BRIEF
From the line containing "Query: weathered wood post" down to the last line of the entries, print each line exactly and leave the pictures out.

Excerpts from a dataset
=== Section Start ===

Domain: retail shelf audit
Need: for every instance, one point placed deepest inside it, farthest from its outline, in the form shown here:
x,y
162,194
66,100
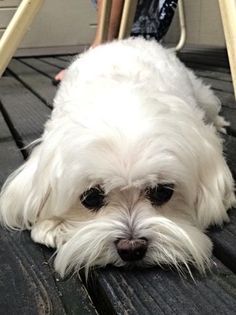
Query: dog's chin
x,y
177,244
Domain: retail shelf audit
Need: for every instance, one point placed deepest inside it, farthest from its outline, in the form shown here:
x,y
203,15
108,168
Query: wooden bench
x,y
28,282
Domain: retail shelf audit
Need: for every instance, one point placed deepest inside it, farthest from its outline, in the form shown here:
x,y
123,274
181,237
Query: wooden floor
x,y
28,283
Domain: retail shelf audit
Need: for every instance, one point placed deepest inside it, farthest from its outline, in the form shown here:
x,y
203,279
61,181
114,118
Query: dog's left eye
x,y
93,198
160,194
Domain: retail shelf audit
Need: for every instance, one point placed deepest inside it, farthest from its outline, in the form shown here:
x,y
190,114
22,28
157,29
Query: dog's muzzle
x,y
131,249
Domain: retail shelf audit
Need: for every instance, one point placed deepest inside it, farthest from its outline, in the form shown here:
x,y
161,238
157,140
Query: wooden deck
x,y
28,283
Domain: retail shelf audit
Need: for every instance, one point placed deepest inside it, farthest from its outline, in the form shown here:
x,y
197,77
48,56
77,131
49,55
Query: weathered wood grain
x,y
10,156
158,291
27,113
37,83
59,63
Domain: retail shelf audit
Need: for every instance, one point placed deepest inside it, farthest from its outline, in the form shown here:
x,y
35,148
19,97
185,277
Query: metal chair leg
x,y
182,23
103,23
127,18
16,30
228,14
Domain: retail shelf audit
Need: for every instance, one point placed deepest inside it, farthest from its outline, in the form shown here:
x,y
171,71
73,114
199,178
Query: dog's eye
x,y
160,194
93,198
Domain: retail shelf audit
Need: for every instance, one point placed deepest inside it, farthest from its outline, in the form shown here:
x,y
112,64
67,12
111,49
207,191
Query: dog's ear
x,y
25,194
215,193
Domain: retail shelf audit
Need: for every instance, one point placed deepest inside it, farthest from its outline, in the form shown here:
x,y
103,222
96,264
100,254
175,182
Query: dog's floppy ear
x,y
215,193
24,194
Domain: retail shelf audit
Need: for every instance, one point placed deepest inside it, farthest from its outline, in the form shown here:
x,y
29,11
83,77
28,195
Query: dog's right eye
x,y
93,198
160,194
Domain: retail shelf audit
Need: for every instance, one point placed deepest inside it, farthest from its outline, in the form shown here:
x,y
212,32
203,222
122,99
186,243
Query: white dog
x,y
129,170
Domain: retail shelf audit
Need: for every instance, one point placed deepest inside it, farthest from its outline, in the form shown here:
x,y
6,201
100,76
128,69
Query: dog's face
x,y
137,196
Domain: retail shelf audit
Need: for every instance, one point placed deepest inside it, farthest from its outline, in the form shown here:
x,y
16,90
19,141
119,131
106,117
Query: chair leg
x,y
16,29
127,18
228,14
182,23
104,19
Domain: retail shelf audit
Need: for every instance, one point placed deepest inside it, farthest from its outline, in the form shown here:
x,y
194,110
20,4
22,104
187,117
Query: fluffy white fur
x,y
127,116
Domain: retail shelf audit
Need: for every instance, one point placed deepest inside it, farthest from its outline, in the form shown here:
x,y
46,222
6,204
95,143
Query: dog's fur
x,y
128,116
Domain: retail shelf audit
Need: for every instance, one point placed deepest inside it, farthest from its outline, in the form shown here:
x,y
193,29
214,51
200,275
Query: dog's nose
x,y
131,249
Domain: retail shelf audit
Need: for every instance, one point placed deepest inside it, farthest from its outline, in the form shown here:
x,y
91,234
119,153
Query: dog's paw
x,y
49,233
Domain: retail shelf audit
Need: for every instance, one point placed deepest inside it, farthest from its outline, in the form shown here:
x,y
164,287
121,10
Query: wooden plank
x,y
219,85
28,285
214,75
10,156
67,58
224,242
198,65
38,83
204,59
40,66
27,113
159,291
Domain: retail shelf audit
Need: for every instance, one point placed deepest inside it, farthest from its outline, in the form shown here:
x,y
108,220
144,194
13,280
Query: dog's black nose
x,y
131,249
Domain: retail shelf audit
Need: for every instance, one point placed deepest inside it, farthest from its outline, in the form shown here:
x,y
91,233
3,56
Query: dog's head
x,y
143,187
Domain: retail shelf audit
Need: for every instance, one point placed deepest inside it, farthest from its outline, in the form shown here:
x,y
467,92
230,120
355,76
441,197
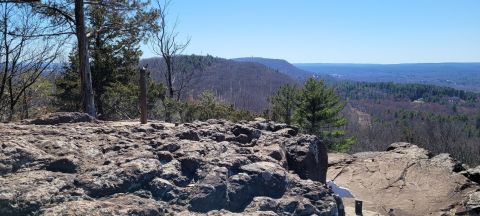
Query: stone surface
x,y
406,180
74,165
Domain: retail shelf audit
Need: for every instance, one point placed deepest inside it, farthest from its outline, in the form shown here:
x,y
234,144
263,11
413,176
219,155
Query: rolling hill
x,y
465,76
281,65
246,85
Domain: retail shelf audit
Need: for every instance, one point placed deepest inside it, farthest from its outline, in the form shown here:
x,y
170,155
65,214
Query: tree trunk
x,y
85,73
143,95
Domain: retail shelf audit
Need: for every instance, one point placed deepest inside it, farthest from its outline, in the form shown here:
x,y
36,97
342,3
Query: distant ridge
x,y
464,76
281,65
246,85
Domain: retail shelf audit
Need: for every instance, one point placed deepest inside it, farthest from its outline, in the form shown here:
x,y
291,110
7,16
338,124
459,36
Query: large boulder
x,y
308,158
61,118
69,163
406,180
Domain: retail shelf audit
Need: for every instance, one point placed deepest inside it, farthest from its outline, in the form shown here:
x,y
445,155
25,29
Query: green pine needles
x,y
315,109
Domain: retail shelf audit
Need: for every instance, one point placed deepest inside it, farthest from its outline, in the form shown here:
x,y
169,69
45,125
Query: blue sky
x,y
333,31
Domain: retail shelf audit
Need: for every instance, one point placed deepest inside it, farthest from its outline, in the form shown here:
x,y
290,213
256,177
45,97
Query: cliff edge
x,y
70,164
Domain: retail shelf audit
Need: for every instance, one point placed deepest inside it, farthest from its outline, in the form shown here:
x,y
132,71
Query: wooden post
x,y
85,72
358,208
143,95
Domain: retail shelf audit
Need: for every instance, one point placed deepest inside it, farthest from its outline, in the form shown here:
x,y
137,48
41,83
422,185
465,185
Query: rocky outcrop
x,y
407,180
72,164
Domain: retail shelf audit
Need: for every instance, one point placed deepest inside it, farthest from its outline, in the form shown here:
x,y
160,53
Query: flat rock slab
x,y
405,180
69,163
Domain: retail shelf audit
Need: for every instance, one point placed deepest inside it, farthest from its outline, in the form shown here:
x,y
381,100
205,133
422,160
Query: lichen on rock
x,y
73,164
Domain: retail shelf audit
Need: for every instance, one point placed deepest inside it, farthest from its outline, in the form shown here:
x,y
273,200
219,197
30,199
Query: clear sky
x,y
332,31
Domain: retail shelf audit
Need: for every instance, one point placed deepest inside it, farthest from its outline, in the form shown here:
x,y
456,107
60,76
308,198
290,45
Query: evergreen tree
x,y
318,113
283,103
115,53
68,92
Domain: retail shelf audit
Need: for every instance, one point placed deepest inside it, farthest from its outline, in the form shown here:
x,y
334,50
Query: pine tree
x,y
318,113
283,103
68,95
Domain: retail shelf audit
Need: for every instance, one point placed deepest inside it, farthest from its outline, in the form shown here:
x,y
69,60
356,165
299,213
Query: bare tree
x,y
24,55
166,44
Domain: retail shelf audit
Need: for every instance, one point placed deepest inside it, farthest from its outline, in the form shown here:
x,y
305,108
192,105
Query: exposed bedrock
x,y
68,163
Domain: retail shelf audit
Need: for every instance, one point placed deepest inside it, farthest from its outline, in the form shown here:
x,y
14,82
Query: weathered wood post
x,y
358,208
143,95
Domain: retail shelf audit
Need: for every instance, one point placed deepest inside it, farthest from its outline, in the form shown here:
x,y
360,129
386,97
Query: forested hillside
x,y
463,76
441,119
281,65
245,85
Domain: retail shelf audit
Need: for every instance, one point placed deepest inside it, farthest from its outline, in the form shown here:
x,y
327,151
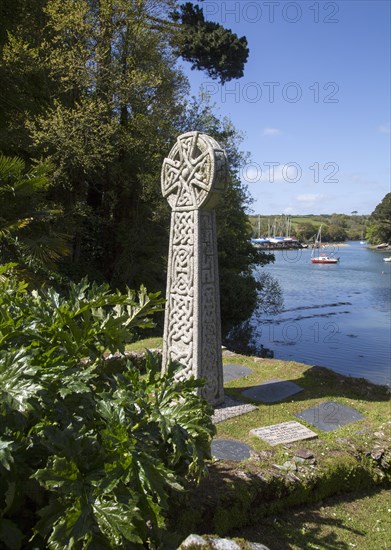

=== Section End ===

TASK SOLUTION
Query: weathered wood post
x,y
358,208
143,95
Domain: retail shelf audit
Need: for every instance, one point placed deepest inside it, farthest from its outline, in the form shown here:
x,y
360,129
386,97
Query: forested hillside
x,y
463,76
441,119
281,65
245,85
Domain: retail shelf audit
Need: for every instance, one point placed deepest inside it, farthest from its outline, in the form shown here:
x,y
327,151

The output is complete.